Hayden J held that the impact on BP’s quality of life as a result of the ban on visits was seismic, in particular because BP could not use the telephone and his ability to use remote communications was limited due to his deafness. However if BP were to contract coronavirus there would be a real risk to his life. Following consideration of Arts 5, 8 and 14 ECHR he turned to Art 15 ECHR: Derogation in time of emergency. He found that the Covid-19 crisis is a public emergency within Art 15 and that a derogation from obligations under the ECHR justified.

He also referred to the Council of Europe’s anti-torture committee’s Statement of Principles relating to the treatment of individuals deprived of their liberty in the context of Covid-19 and Art 25 UN Convention on the Rights of People with Disabilities (Right to Health of People with Disabilities).

He held that FP’s plan of looking after her father at home 24 hours a day was unrealistic and, following efforts over the course of the hearing to explore possibilities for family contact for BP,  that there was a balanced and proportionate way forward by educating BP to use skype and instant messaging, by family waving to BP through his ground floor window and using the communication board. An outstanding mental capacity assessment of BP could be undertaken by Skype or facetime with BP being supported by staff, and to the extent possible by his family.

▸ RECORDED INFORMATION

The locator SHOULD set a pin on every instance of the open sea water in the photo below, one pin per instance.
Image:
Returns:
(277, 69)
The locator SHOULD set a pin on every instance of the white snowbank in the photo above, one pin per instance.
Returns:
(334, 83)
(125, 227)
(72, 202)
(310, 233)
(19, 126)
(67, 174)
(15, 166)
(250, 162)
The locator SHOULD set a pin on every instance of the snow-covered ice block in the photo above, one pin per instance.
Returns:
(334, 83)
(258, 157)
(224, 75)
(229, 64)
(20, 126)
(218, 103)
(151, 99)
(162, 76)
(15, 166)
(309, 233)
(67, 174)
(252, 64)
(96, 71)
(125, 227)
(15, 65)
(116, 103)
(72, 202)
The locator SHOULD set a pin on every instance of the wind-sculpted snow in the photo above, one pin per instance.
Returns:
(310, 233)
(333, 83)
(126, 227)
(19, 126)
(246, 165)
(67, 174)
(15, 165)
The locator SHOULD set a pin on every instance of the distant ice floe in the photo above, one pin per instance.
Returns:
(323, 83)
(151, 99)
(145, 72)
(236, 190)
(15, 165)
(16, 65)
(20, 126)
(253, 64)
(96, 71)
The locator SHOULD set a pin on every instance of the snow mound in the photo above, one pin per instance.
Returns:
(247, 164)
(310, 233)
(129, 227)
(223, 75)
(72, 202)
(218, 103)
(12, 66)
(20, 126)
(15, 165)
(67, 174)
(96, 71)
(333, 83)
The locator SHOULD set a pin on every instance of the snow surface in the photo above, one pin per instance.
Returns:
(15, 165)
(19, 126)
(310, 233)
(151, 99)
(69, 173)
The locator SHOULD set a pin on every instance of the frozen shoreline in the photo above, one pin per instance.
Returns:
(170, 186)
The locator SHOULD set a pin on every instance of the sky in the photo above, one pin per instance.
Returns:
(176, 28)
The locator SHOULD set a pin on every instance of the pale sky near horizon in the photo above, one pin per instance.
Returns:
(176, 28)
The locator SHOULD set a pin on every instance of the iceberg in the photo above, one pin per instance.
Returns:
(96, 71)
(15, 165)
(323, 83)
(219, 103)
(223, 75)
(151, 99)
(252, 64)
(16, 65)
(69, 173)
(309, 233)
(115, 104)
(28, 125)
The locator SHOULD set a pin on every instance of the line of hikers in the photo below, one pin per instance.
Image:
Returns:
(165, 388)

▸ PROMPT 1
In the passage on BP's case, what did Hayden J find the Covid-19 crisis to be under Art 15 ECHR?
▸ PROMPT 2
Extract the words from "Hayden J held" to "the ECHR justified." in the passage on BP's case.

▸ ANSWER SECTION 1
He found it to be a public emergency within Art 15.

▸ ANSWER SECTION 2
Hayden J held that the impact on BP’s quality of life as a result of the ban on visits was seismic, in particular because BP could not use the telephone and his ability to use remote communications was limited due to his deafness. However if BP were to contract coronavirus there would be a real risk to his life. Following consideration of Arts 5, 8 and 14 ECHR he turned to Art 15 ECHR: Derogation in time of emergency. He found that the Covid-19 crisis is a public emergency within Art 15 and that a derogation from obligations under the ECHR justified.